Task prompt: When the string "support" occurs in a line of the records, show that line.

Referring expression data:
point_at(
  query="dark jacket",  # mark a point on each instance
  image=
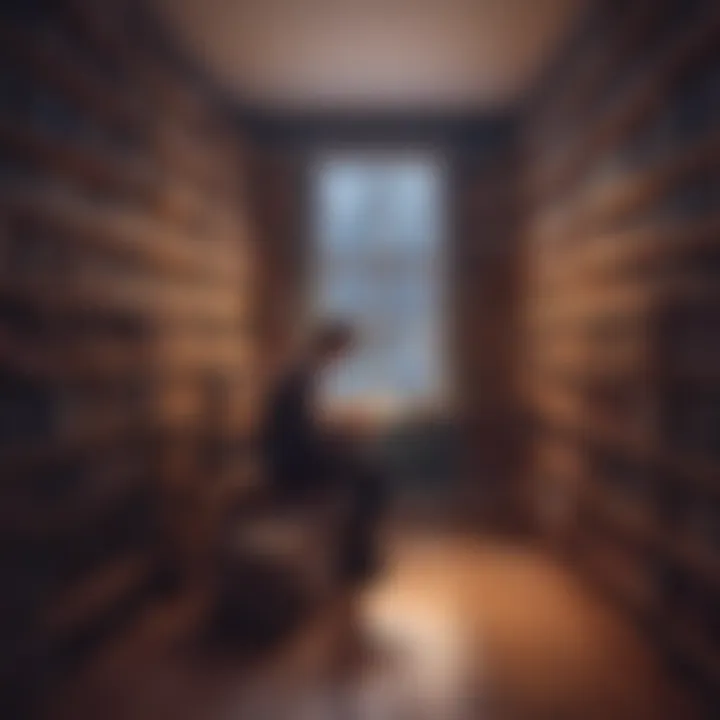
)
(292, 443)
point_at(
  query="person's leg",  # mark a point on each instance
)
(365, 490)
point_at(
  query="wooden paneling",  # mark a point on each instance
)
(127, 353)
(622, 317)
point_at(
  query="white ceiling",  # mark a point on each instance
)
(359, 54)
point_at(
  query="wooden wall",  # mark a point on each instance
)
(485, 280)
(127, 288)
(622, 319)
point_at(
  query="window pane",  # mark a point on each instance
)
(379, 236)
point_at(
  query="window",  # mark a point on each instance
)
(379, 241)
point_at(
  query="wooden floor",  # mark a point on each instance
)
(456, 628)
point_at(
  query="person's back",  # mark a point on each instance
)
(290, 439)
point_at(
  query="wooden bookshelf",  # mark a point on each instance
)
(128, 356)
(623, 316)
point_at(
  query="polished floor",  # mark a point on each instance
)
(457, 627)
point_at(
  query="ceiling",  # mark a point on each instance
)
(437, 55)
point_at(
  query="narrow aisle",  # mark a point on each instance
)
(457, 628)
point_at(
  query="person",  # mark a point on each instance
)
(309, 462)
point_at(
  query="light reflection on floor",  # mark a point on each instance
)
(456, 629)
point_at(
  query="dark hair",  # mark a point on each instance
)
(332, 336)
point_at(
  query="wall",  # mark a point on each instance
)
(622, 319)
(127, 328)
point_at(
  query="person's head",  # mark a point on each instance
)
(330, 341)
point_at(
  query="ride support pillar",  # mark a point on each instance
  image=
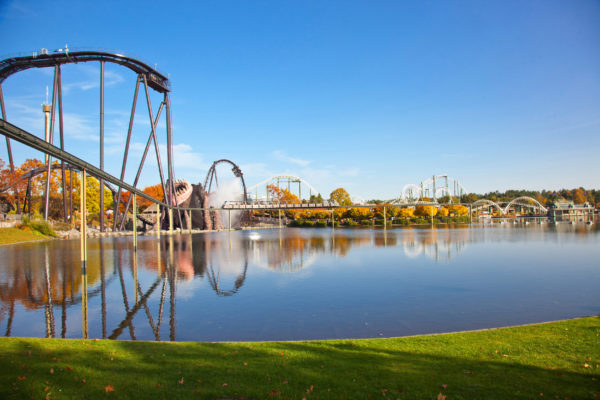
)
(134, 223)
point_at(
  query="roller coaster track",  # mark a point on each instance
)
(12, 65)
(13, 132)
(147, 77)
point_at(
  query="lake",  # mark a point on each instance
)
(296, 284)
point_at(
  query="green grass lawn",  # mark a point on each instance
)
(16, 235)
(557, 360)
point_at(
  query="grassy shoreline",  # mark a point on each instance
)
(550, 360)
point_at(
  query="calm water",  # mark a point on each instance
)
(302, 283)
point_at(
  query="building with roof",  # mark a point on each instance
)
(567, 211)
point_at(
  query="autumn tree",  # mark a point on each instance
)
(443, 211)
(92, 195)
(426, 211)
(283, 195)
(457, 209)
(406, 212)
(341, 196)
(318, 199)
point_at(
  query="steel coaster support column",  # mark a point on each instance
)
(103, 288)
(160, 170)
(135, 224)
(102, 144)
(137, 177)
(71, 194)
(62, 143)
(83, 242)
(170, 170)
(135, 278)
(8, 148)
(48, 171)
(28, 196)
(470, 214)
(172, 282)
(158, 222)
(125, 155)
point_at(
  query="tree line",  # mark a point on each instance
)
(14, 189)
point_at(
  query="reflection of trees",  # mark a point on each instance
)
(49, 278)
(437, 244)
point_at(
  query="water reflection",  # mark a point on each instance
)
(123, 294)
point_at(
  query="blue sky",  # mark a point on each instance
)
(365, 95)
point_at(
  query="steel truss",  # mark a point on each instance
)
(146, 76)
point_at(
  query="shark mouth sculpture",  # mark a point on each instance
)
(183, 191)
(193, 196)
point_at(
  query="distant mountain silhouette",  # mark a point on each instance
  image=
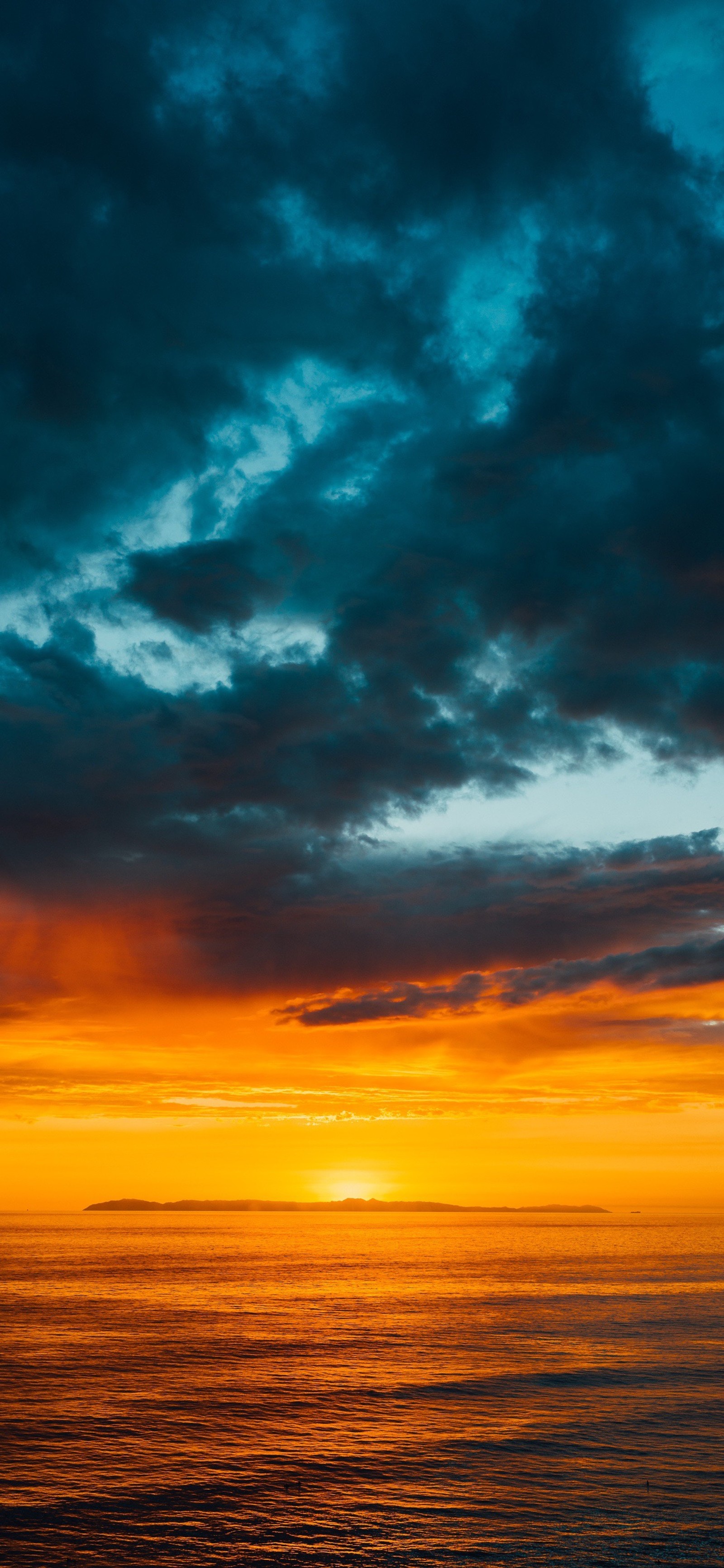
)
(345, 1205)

==

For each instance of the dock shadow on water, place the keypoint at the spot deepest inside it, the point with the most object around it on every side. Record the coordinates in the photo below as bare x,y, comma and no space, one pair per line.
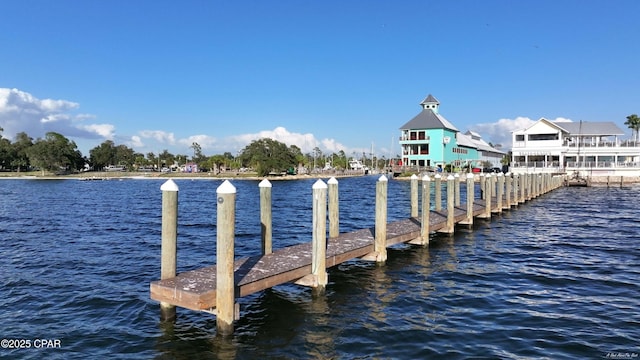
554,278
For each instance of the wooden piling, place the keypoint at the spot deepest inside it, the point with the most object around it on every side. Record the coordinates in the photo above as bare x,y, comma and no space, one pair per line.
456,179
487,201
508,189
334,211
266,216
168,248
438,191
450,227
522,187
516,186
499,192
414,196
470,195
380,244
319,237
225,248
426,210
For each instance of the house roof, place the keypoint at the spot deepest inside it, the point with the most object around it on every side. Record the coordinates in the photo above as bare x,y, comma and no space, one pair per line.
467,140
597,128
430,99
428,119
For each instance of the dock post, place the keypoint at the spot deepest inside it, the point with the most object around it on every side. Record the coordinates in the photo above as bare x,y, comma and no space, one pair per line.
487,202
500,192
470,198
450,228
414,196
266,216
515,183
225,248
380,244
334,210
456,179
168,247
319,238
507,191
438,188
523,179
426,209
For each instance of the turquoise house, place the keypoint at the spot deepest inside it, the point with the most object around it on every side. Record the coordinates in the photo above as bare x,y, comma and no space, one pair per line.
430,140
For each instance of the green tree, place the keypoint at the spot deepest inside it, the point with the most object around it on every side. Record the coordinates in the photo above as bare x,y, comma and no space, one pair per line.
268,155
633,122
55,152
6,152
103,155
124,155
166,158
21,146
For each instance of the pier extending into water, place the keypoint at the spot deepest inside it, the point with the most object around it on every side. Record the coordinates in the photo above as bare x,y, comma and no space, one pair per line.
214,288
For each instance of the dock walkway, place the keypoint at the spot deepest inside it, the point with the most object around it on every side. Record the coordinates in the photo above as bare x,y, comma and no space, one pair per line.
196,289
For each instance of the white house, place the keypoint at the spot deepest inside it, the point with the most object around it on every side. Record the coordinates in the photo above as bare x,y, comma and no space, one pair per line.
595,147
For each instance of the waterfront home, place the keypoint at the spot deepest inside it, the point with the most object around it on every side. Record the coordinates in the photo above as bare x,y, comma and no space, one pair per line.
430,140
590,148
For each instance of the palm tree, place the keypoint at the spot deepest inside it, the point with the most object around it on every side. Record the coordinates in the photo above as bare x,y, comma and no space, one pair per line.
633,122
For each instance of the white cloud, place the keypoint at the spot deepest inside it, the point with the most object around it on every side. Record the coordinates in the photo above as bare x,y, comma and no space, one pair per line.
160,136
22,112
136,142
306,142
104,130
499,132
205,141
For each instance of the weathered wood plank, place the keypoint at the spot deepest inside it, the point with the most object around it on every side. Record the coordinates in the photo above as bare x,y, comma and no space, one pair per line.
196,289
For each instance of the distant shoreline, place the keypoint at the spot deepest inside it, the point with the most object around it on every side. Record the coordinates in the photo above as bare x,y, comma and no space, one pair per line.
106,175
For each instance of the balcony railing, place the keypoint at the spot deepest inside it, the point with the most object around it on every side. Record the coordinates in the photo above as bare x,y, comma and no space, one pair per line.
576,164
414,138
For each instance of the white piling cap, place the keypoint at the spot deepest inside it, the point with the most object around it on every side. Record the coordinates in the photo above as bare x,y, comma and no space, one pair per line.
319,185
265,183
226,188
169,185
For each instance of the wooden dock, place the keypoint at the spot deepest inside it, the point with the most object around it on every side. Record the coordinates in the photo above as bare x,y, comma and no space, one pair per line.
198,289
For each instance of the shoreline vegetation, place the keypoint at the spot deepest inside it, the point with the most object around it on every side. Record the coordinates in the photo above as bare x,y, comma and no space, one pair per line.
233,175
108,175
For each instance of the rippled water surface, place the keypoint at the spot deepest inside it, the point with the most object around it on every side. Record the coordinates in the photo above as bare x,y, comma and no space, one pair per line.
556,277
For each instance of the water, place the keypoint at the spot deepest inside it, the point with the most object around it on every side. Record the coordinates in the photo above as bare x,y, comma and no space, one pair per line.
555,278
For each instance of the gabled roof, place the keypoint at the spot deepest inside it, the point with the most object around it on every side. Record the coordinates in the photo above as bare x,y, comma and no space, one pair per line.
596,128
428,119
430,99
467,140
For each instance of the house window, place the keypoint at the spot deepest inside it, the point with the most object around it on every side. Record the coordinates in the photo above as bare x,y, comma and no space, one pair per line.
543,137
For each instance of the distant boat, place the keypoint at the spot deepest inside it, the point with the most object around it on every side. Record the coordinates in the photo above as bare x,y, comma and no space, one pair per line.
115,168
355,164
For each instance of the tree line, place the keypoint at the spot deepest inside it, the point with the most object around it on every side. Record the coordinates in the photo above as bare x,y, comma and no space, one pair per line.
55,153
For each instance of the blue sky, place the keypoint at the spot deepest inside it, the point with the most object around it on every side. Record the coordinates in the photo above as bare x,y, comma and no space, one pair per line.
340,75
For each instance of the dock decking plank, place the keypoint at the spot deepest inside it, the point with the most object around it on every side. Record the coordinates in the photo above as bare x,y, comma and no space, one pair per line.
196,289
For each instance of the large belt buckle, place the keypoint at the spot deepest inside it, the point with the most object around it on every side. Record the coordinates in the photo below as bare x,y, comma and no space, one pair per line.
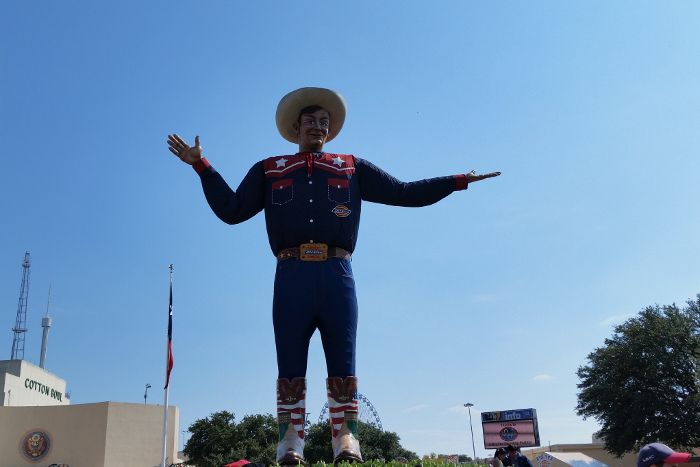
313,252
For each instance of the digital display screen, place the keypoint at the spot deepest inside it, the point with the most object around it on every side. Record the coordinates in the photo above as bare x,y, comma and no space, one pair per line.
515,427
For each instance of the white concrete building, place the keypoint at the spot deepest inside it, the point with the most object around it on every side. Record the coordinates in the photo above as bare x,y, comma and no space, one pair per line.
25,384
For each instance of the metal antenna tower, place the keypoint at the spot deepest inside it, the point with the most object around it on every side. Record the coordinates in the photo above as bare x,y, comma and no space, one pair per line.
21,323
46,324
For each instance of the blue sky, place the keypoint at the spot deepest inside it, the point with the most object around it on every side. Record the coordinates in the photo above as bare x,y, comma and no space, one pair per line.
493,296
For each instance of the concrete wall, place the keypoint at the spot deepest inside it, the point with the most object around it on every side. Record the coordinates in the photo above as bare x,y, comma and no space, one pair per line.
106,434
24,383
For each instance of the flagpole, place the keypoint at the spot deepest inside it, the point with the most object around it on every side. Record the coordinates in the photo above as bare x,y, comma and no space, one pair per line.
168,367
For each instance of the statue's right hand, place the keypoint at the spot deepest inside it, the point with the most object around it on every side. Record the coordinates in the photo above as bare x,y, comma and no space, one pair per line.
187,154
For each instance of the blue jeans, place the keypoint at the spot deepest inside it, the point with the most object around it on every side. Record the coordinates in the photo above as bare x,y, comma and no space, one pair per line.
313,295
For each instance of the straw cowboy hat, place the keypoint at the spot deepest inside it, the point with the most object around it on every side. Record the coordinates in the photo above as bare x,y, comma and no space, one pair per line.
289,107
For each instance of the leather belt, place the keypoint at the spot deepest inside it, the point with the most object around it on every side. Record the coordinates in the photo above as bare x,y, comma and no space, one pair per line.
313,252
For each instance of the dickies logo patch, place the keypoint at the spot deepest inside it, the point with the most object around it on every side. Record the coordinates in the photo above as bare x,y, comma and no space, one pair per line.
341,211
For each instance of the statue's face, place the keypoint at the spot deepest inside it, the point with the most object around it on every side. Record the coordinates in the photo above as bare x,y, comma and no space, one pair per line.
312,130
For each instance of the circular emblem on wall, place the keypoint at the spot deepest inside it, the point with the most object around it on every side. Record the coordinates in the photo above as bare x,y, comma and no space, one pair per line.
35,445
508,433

Written response:
  query="ride support pillar",  # mark a point on each instance
  query="steel coaster support column",  # mark a point on each instance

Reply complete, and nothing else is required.